> _Stated problem_
The output should consist solely of the line containing "drop a dot on the sun in the photo above." and the lines that follow it through the end of the data below.

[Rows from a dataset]
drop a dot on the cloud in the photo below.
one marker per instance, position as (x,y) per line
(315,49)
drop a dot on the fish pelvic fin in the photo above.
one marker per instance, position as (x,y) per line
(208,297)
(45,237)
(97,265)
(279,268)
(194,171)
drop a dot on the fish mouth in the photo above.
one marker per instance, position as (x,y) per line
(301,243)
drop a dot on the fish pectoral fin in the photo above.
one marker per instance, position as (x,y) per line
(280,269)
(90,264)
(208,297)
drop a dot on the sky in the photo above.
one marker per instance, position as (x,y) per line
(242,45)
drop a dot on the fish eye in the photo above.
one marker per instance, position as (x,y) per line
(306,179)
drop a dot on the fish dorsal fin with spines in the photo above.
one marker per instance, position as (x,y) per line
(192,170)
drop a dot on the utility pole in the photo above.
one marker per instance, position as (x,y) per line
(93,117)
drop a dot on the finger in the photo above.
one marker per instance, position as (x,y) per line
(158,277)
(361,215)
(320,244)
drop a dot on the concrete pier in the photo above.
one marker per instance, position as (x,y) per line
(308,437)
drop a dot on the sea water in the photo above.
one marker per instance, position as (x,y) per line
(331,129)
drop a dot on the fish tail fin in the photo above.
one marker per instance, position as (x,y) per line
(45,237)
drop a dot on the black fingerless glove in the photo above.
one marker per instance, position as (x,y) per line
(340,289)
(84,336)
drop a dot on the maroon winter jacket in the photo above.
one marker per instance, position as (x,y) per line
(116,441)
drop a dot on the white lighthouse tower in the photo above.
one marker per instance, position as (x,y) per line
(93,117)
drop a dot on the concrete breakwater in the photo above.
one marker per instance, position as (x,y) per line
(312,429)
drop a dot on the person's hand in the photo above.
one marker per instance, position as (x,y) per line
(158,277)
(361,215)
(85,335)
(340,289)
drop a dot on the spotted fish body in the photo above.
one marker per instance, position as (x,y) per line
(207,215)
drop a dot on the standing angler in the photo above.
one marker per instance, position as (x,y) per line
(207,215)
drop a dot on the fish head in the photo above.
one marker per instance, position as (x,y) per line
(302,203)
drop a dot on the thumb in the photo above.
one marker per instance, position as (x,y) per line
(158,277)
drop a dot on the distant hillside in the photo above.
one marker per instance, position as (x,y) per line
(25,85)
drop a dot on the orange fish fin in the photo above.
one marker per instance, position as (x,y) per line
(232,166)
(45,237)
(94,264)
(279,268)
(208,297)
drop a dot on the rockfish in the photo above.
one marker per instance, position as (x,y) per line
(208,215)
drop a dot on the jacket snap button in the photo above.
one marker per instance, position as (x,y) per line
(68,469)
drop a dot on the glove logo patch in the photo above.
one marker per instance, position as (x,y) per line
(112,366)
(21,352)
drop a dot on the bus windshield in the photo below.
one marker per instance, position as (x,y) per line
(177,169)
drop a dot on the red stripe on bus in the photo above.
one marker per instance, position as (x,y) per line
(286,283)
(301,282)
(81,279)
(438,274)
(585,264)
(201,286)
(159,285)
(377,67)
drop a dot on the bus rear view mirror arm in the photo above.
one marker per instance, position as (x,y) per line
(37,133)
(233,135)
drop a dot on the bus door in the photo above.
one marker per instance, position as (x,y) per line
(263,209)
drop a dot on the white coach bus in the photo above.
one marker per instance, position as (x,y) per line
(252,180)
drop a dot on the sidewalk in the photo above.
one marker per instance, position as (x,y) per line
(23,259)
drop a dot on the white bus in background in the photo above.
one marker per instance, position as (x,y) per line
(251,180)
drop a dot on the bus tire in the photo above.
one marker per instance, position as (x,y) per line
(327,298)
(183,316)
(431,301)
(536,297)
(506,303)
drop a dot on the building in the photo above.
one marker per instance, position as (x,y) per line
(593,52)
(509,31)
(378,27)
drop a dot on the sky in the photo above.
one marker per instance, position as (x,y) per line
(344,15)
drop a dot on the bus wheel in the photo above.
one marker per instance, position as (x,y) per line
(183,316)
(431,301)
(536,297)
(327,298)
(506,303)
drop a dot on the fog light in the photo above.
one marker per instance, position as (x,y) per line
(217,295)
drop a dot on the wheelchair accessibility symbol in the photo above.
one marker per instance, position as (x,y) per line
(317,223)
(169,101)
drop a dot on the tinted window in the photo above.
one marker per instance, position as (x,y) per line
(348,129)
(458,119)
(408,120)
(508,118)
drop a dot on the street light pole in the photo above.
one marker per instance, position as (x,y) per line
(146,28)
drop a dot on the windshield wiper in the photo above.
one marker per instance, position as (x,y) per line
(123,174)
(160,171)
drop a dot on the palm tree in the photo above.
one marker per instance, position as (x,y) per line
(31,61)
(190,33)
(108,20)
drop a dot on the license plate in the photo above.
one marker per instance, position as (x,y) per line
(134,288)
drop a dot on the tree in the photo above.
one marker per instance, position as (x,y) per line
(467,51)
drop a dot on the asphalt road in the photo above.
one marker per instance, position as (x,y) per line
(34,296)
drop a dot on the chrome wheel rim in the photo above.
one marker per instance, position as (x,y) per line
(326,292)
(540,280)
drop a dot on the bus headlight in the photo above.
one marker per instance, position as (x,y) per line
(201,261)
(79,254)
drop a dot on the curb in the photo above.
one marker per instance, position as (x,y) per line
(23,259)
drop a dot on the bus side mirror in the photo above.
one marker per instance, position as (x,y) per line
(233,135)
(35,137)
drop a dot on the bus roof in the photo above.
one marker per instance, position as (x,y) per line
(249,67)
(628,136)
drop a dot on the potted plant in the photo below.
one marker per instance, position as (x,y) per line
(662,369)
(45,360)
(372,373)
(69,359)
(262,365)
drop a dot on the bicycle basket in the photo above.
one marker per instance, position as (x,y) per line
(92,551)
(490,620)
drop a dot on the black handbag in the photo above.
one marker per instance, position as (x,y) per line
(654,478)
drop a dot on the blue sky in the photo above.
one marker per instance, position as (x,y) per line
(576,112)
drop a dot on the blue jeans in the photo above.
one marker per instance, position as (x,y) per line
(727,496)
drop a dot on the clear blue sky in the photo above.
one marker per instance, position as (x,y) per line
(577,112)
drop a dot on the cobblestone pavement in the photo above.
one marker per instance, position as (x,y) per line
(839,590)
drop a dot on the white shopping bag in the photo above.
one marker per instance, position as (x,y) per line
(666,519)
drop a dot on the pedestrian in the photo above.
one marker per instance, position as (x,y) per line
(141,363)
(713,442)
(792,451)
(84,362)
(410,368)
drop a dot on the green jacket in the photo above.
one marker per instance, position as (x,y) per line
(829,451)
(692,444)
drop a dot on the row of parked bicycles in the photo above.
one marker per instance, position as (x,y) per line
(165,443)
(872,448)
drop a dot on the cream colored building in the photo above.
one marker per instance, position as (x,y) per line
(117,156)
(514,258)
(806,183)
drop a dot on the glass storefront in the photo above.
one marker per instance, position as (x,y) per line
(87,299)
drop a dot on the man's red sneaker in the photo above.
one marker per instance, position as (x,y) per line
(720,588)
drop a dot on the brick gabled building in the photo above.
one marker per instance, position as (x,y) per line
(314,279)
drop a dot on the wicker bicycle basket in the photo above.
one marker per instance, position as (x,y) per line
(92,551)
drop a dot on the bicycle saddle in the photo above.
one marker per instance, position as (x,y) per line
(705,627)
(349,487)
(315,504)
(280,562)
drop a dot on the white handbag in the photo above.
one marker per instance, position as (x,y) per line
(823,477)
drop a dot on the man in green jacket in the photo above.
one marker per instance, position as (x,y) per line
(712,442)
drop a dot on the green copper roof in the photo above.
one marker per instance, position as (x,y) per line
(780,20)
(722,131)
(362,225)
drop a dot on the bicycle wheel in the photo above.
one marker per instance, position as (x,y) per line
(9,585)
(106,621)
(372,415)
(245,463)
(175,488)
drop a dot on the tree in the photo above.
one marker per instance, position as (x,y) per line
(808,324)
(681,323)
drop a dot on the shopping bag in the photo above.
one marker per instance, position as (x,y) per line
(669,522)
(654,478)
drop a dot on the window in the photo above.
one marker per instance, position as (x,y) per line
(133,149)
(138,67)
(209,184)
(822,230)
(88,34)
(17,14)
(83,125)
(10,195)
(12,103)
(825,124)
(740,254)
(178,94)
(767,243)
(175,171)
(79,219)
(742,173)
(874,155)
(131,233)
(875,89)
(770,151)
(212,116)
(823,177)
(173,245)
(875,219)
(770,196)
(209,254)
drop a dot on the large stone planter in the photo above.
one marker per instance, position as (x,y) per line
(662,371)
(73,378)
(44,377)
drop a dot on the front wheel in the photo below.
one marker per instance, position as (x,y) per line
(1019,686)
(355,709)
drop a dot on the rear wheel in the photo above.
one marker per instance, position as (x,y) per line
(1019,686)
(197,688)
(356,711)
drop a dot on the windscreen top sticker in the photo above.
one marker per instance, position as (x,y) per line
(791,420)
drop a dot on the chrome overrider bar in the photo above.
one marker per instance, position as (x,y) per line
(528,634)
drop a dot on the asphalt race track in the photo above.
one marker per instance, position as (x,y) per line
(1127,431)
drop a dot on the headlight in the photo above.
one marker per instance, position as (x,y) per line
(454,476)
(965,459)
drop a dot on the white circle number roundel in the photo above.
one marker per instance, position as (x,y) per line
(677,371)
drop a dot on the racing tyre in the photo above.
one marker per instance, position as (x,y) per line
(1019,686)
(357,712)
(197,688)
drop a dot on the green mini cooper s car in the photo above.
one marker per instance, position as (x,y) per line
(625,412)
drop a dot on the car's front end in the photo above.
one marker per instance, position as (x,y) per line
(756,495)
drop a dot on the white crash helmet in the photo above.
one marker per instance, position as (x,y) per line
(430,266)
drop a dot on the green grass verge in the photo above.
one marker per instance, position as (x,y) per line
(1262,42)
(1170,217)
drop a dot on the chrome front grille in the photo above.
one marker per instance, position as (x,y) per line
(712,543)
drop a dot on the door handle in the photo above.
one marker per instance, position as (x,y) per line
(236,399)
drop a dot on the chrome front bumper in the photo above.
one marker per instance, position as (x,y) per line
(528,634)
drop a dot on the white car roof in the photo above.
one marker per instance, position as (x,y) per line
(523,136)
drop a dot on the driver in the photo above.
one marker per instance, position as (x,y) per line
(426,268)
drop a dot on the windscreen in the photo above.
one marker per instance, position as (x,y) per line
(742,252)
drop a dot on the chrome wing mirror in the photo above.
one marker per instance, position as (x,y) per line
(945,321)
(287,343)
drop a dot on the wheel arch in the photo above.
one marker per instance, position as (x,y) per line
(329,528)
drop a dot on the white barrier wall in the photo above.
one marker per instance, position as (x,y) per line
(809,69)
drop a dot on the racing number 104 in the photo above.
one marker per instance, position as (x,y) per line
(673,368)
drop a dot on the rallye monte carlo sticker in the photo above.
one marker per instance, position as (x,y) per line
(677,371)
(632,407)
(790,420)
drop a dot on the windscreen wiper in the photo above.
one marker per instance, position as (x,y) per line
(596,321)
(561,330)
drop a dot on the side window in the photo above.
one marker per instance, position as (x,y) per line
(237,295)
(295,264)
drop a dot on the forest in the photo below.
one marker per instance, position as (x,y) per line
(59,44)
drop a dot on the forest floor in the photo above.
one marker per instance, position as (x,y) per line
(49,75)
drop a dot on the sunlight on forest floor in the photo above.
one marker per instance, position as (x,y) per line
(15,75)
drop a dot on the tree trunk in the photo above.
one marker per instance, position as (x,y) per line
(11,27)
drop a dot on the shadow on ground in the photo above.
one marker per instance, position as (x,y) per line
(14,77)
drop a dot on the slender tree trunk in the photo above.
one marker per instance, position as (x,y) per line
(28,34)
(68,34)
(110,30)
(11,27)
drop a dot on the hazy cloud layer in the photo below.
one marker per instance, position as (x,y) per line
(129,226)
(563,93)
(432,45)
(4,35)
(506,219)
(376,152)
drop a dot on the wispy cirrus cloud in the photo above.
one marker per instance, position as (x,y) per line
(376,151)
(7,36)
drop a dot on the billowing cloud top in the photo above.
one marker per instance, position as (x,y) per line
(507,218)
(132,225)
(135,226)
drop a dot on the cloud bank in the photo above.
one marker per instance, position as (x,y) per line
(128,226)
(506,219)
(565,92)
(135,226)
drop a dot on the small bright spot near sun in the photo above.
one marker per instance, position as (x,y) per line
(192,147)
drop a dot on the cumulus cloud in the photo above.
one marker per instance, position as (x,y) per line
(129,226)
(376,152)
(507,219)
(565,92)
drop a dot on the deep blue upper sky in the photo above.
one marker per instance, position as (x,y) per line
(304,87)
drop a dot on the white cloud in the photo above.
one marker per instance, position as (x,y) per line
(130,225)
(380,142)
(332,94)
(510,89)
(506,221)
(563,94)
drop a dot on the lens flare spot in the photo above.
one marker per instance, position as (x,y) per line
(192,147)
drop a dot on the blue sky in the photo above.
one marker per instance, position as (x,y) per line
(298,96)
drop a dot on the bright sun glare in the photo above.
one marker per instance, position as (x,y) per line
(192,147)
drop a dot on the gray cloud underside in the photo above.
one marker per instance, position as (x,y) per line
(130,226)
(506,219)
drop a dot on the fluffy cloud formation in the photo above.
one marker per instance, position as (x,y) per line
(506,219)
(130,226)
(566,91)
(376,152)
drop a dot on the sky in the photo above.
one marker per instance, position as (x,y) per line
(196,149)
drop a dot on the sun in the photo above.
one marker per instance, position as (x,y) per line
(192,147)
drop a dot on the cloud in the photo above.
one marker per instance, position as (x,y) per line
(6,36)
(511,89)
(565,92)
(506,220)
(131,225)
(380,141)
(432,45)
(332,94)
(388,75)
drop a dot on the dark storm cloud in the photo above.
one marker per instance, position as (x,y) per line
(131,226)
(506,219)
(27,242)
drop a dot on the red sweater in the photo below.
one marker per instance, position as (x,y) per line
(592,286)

> _Response below_
drop a dot on the sun in the photo above.
one marker per instance, position as (x,y) per line
(192,147)
drop a dot on the cloud in the photo above.
one marker per instance, position as (x,y) per line
(6,36)
(511,89)
(565,92)
(506,220)
(131,225)
(380,141)
(432,45)
(332,94)
(388,75)
drop a dot on the dark storm cloud in the photo above.
one marker per instance, position as (x,y) per line
(131,226)
(506,219)
(27,242)
drop a dot on the red sweater in the photo below.
one marker per instance, position as (x,y) per line
(592,286)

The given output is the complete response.